Exercise: Rewrite the listing below as a numbered list, omitting any blank lines.

Records shown:
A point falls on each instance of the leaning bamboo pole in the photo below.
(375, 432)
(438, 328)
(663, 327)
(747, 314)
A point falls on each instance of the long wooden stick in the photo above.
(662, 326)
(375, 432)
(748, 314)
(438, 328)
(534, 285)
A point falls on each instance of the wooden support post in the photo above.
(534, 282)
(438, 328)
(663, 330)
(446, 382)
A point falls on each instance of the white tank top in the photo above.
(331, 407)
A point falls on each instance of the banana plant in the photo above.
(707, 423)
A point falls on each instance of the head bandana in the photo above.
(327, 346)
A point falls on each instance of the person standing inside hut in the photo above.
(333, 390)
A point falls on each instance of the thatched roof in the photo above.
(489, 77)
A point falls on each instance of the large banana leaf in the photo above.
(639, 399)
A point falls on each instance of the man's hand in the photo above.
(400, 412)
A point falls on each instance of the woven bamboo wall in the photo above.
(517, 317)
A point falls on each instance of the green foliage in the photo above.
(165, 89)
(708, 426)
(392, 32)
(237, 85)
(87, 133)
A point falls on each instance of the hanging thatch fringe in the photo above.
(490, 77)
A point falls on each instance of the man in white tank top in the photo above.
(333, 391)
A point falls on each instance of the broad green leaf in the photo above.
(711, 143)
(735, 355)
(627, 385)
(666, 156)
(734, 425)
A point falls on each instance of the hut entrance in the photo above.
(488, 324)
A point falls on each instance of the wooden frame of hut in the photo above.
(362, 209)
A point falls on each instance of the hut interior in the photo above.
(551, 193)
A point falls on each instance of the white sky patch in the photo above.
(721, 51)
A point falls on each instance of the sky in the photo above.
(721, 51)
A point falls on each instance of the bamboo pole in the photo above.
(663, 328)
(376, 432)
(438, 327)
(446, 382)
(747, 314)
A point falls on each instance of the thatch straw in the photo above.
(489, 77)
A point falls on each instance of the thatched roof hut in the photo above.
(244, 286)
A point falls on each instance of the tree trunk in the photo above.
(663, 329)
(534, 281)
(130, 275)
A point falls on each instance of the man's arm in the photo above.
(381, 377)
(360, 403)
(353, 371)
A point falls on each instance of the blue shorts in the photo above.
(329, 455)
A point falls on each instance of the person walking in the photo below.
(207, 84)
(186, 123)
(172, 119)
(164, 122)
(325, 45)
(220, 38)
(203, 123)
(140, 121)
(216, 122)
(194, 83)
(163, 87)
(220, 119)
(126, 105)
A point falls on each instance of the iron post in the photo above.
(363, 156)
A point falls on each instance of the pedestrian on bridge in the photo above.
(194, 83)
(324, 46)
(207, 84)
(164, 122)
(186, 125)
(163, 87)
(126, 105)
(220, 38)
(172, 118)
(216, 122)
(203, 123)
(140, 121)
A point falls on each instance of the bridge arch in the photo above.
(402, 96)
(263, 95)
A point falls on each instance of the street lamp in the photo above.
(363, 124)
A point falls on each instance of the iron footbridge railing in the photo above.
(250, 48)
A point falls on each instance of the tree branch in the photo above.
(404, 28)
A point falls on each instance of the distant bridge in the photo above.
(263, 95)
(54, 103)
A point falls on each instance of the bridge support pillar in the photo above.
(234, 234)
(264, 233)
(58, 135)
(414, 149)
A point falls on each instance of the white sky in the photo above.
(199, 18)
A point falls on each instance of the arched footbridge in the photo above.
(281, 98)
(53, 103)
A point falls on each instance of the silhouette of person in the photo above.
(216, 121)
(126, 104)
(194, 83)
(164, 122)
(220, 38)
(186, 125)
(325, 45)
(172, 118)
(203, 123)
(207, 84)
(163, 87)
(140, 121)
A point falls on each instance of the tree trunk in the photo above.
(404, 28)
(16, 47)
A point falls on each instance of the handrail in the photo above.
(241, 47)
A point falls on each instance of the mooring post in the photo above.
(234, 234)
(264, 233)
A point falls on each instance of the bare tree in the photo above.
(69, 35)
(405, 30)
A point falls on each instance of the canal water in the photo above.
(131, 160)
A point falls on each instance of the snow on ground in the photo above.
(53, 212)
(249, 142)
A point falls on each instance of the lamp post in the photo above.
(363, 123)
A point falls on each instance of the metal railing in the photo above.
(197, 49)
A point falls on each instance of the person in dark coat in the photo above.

Output of the task:
1. A point falls on each instance of the leaning bamboo pole in the photo below.
2. (375, 432)
3. (438, 328)
4. (663, 327)
5. (747, 314)
6. A point falls on each instance of the long wooden stick in the photo above.
7. (662, 326)
8. (375, 432)
9. (748, 314)
10. (438, 328)
11. (534, 285)
12. A point falls on each instance of the wooden support post in the photo above.
13. (534, 282)
14. (438, 328)
15. (663, 330)
16. (446, 382)
17. A point falls on each instance of the white tank top in the photo above.
18. (331, 407)
19. A point falls on each instance of the banana plant in the photo above.
20. (707, 423)
21. A point falls on each instance of the head bandana in the photo above.
22. (327, 346)
23. A point falls on each instance of the person standing inside hut in the photo above.
24. (333, 390)
25. A point falls on each instance of the thatched roof in the photo above.
26. (489, 77)
27. A point falls on each instance of the large banana leaf in the photo above.
28. (639, 399)
29. A point falls on each instance of the man's hand in the photo above.
30. (400, 412)
31. A point falls on each instance of the woven bamboo wall in the photo above.
32. (517, 317)
33. A point falls on each instance of the green foliage in the photo above.
34. (165, 89)
35. (708, 426)
36. (392, 32)
37. (237, 85)
38. (87, 133)
39. A point falls on each instance of the hanging thatch fringe in the photo above.
40. (490, 77)
41. A point falls on each instance of the man in white tank top in the photo above.
42. (333, 391)
43. A point falls on each instance of the broad green leaf in the photo above.
44. (711, 143)
45. (735, 355)
46. (627, 385)
47. (666, 156)
48. (734, 425)
49. A point falls on each instance of the hut entrance in the photo above.
50. (488, 324)
51. A point falls on each instance of the wooden frame of hut in the photo above.
52. (362, 209)
53. A point falls on each instance of the hut interior in the photo above.
54. (551, 193)
55. A point falls on each instance of the white sky patch in the photo above.
56. (721, 51)
57. A point falls on each instance of the sky in the photo above.
58. (721, 51)
59. A point falls on each instance of the bamboo pole in the photo above.
60. (663, 328)
61. (376, 432)
62. (438, 327)
63. (446, 382)
64. (747, 314)
65. A point falls on each instance of the thatch straw in the photo above.
66. (489, 77)
67. A point falls on each instance of the thatched roof hut in the photo above.
68. (244, 286)
69. A point falls on each instance of the tree trunk in the photo above.
70. (663, 329)
71. (534, 281)
72. (130, 275)
73. A point falls on each instance of the man's arm in the photo above.
74. (381, 377)
75. (360, 403)
76. (353, 371)
77. A point falls on each instance of the blue shorts in the photo above.
78. (329, 455)
79. A point falls on each instance of the person walking in the photo below.
80. (207, 84)
81. (186, 123)
82. (172, 119)
83. (164, 122)
84. (325, 45)
85. (220, 38)
86. (203, 123)
87. (140, 121)
88. (216, 122)
89. (194, 83)
90. (163, 87)
91. (220, 119)
92. (126, 105)
93. A point falls on each instance of the iron post in the photo above.
94. (363, 156)
95. A point falls on each instance of the pedestrian on bridge in the photo above.
96. (194, 83)
97. (324, 46)
98. (207, 84)
99. (164, 122)
100. (186, 125)
101. (163, 87)
102. (126, 105)
103. (220, 38)
104. (172, 118)
105. (216, 122)
106. (203, 123)
107. (140, 121)
108. A point falls on each instance of the bridge arch in the photo above.
109. (402, 96)
110. (263, 95)
111. A point falls on each instance of the street lamp in the photo above.
112. (363, 124)
113. A point falls on each instance of the iron footbridge railing in the photo above.
114. (250, 48)
115. A point falls on each instance of the tree branch in the photo above.
116. (404, 28)
117. A point falls on each instance of the distant bridge in the photo above.
118. (263, 95)
119. (54, 103)
120. A point falls on each instance of the bridge support pillar in the photo above.
121. (234, 234)
122. (264, 233)
123. (58, 135)
124. (414, 149)
125. A point falls on each instance of the white sky in the photo above.
126. (199, 18)
127. A point falls on each instance of the arched footbridge in the photo above.
128. (281, 98)
129. (53, 103)
130. A point falls on each instance of the silhouette of person in the photo above.
131. (216, 121)
132. (126, 104)
133. (194, 83)
134. (164, 122)
135. (220, 38)
136. (186, 125)
137. (325, 45)
138. (172, 118)
139. (203, 123)
140. (207, 84)
141. (163, 87)
142. (140, 121)
143. A point falls on each instance of the tree trunk in the photo above.
144. (404, 28)
145. (16, 47)
146. A point falls on each instance of the handrail in the photo above.
147. (241, 47)
148. A point falls on each instance of the mooring post in the photo above.
149. (234, 234)
150. (264, 233)
151. A point falls on each instance of the bare tree in the photo above.
152. (69, 35)
153. (405, 30)
154. A point falls on each instance of the canal water in the photo above.
155. (131, 160)
156. A point falls on each instance of the snow on ground in the photo above.
157. (53, 212)
158. (249, 142)
159. A point falls on each instance of the lamp post in the photo above.
160. (363, 123)
161. A point falls on each instance of the metal railing in the photo above.
162. (197, 49)
163. A point falls on each instance of the person in dark coat in the photo above.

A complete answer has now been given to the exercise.